■ **Excerpted records**:
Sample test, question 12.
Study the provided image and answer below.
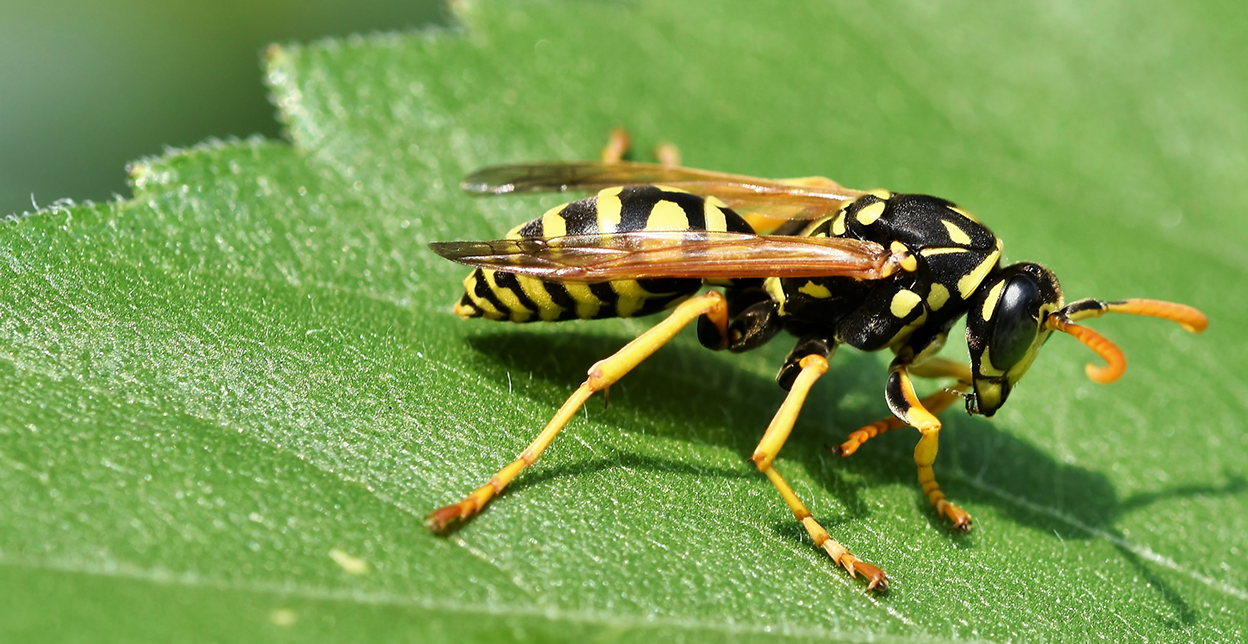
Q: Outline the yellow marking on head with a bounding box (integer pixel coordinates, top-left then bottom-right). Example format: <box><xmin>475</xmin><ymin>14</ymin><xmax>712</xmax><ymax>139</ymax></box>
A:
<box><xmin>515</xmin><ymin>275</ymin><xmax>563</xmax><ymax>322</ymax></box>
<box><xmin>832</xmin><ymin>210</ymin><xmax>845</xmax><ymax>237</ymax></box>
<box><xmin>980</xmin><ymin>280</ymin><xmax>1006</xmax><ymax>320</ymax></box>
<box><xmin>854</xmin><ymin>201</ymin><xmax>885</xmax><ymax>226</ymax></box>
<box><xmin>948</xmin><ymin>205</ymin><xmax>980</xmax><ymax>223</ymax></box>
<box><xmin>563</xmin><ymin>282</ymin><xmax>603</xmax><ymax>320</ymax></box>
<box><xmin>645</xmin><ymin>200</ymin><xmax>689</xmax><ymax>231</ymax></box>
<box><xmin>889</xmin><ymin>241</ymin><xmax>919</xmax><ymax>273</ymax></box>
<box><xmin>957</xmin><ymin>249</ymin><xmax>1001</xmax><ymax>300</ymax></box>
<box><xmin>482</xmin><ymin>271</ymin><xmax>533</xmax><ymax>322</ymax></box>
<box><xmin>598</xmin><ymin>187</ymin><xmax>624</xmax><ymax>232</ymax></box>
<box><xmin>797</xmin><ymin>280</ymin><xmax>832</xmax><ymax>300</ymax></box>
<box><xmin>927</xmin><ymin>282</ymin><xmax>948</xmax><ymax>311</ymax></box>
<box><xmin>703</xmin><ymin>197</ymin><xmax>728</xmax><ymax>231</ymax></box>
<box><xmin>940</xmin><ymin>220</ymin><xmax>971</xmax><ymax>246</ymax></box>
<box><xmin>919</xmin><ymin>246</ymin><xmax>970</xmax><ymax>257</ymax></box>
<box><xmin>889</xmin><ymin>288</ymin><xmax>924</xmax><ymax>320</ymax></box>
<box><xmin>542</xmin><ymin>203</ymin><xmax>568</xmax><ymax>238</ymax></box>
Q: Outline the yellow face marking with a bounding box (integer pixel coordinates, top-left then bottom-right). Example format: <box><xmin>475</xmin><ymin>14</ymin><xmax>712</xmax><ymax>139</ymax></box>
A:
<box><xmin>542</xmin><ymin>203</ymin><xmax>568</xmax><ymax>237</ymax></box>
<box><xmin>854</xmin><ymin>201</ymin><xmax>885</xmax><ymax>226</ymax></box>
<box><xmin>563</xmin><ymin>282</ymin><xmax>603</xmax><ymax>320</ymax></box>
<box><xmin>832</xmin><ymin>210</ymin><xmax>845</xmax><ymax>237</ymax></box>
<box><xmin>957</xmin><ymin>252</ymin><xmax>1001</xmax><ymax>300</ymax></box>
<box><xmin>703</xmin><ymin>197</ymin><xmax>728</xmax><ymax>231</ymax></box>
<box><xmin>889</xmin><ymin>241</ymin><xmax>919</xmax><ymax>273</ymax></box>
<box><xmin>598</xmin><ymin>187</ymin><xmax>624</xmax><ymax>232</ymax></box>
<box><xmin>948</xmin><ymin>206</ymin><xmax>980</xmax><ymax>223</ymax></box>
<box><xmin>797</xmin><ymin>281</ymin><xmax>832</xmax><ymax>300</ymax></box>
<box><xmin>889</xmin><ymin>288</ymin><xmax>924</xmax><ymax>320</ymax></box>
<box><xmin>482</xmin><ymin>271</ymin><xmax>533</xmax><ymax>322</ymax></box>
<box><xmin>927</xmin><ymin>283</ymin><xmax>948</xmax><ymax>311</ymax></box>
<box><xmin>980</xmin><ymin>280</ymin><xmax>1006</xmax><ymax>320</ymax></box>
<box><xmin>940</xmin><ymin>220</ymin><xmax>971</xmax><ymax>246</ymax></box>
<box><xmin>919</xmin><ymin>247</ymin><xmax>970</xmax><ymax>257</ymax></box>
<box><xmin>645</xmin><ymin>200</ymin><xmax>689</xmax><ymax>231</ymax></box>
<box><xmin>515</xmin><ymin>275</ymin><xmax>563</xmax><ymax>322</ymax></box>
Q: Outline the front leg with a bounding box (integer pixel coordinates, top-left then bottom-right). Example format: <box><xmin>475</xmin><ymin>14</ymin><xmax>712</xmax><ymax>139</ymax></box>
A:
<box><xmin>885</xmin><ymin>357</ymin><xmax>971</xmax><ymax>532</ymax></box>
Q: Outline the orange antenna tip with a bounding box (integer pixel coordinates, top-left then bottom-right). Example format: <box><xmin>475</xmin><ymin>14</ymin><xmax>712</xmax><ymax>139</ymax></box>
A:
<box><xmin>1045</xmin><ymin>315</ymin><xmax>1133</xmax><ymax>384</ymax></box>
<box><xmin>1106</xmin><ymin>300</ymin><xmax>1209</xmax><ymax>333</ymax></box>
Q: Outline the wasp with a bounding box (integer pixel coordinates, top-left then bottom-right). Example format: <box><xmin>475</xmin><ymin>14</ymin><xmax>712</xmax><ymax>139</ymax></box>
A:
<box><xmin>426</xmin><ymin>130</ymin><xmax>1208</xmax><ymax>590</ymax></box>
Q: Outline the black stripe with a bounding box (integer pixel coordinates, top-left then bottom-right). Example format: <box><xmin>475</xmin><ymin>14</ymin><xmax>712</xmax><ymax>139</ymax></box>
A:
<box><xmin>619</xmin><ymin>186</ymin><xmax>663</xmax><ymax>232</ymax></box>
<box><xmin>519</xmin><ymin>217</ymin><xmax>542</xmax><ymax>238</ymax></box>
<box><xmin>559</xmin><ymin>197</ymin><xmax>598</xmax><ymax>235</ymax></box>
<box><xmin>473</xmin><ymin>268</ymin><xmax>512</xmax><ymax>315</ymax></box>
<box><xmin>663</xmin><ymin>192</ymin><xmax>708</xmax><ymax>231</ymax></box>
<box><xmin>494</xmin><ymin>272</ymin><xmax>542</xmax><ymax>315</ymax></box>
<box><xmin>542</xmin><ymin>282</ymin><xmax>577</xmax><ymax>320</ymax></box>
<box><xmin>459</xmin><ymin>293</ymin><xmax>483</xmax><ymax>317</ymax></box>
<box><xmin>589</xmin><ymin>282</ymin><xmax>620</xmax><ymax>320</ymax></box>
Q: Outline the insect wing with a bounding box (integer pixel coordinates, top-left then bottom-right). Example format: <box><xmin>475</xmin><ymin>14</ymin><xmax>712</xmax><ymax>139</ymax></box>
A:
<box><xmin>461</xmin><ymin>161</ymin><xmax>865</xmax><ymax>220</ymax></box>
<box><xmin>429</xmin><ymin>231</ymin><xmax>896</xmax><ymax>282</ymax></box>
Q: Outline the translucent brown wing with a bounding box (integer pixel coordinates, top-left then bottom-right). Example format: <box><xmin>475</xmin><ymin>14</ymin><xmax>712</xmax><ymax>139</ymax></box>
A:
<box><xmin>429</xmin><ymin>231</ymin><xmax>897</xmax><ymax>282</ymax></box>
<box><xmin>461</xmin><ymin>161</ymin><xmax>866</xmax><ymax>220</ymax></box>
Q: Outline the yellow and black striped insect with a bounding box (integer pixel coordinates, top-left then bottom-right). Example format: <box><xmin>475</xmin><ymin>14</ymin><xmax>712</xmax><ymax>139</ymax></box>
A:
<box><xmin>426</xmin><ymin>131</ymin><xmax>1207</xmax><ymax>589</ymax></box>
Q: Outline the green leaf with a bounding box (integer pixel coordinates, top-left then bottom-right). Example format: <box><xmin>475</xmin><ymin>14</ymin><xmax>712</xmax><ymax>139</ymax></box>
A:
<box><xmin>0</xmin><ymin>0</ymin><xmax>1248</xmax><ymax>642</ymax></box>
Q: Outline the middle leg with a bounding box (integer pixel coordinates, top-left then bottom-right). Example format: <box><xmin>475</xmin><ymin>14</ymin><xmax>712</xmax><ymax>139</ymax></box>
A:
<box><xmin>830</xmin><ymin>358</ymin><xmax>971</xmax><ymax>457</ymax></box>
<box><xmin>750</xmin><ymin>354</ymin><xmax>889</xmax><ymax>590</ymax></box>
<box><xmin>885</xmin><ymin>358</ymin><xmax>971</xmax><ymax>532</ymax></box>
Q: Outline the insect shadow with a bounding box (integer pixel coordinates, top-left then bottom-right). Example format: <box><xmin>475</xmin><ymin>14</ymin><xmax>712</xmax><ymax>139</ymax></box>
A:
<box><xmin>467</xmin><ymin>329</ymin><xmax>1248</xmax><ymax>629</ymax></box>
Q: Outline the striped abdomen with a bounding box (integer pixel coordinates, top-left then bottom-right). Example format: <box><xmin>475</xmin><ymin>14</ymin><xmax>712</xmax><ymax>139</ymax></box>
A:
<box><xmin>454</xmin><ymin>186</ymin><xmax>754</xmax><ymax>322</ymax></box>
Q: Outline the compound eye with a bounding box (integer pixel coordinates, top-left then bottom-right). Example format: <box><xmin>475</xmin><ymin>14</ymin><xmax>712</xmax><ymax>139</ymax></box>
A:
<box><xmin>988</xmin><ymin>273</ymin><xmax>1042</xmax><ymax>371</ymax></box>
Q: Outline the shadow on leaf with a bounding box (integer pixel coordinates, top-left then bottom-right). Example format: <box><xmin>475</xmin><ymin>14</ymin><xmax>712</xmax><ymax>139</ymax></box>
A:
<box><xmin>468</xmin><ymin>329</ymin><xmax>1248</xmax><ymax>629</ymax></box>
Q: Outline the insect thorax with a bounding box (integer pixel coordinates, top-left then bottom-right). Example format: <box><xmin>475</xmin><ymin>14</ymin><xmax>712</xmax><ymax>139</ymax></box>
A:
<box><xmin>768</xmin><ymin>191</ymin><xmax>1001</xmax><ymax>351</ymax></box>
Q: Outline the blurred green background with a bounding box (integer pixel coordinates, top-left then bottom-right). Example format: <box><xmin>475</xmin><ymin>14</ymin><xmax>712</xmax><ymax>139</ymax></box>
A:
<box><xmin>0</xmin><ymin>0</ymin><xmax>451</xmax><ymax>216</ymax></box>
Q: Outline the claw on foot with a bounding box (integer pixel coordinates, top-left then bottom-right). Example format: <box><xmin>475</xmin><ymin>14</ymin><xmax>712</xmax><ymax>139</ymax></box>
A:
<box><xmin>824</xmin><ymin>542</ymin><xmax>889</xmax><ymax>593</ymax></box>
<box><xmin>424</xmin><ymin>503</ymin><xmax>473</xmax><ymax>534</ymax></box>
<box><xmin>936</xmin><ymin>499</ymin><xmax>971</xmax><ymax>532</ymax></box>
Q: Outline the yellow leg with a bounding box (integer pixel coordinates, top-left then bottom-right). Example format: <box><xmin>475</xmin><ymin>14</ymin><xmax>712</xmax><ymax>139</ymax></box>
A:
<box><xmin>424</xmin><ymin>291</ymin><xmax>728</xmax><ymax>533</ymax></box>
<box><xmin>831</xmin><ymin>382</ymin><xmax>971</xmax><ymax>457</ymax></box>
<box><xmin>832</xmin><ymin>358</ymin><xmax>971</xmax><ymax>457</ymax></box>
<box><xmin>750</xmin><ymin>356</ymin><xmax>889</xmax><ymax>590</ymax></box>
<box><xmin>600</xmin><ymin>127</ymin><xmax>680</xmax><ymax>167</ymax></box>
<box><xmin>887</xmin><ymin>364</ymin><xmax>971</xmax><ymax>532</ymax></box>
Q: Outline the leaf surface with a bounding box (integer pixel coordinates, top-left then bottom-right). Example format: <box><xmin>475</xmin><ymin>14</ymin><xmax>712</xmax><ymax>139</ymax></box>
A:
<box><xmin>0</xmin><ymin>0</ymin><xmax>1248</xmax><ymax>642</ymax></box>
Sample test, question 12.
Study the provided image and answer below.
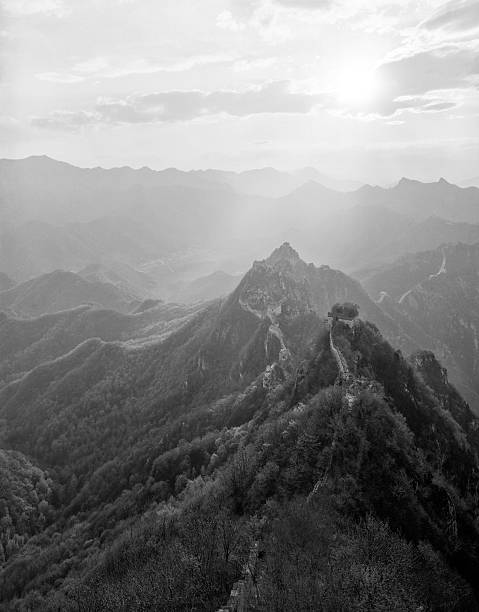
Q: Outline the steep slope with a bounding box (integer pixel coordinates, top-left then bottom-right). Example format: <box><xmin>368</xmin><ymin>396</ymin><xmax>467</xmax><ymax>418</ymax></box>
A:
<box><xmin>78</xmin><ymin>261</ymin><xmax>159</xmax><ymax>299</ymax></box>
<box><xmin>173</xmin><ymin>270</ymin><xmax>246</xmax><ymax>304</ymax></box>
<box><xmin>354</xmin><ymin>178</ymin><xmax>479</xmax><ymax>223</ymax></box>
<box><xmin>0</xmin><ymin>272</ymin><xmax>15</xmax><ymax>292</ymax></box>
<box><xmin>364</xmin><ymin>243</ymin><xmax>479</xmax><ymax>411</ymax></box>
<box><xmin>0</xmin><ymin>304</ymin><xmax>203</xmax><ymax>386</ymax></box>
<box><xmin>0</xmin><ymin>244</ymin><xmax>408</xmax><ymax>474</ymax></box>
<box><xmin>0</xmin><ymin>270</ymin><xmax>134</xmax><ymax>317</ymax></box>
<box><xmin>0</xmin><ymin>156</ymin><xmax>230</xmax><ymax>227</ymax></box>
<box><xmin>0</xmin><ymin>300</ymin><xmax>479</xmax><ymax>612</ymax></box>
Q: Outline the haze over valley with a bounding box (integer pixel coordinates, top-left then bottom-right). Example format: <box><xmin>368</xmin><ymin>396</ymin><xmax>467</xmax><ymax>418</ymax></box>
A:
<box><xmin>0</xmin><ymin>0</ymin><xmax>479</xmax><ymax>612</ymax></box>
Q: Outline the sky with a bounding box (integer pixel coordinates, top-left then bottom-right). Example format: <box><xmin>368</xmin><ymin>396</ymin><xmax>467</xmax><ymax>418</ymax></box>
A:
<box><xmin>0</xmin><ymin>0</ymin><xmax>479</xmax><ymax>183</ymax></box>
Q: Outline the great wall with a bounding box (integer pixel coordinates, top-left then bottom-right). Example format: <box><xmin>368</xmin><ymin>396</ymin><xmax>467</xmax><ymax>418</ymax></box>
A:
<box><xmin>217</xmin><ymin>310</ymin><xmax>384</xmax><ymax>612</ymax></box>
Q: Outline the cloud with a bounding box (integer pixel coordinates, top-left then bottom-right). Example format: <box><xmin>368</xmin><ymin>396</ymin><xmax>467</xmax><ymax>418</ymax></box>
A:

■ **Set problem**:
Please transcribe the data above exactly, everything from the line containing "Q: Outline the sky" down to the end of the data.

■ **Response to the exercise**:
Q: Outline the sky with a bounding box (integer pixel coordinates, top-left then bottom-right). Example format: <box><xmin>368</xmin><ymin>396</ymin><xmax>467</xmax><ymax>418</ymax></box>
A:
<box><xmin>0</xmin><ymin>0</ymin><xmax>479</xmax><ymax>183</ymax></box>
Q: Outline the great wall with a bounding box (integer pixel coordinates, top-left then bottom-right). Example format: <box><xmin>368</xmin><ymin>396</ymin><xmax>467</xmax><ymax>418</ymax></box>
A:
<box><xmin>217</xmin><ymin>310</ymin><xmax>384</xmax><ymax>612</ymax></box>
Q: Outline the cloud with a bounding box (integer pixel coordinates, top-left then bottom-right). Example format: <box><xmin>368</xmin><ymin>396</ymin><xmax>467</xmax><ymax>418</ymax></box>
A:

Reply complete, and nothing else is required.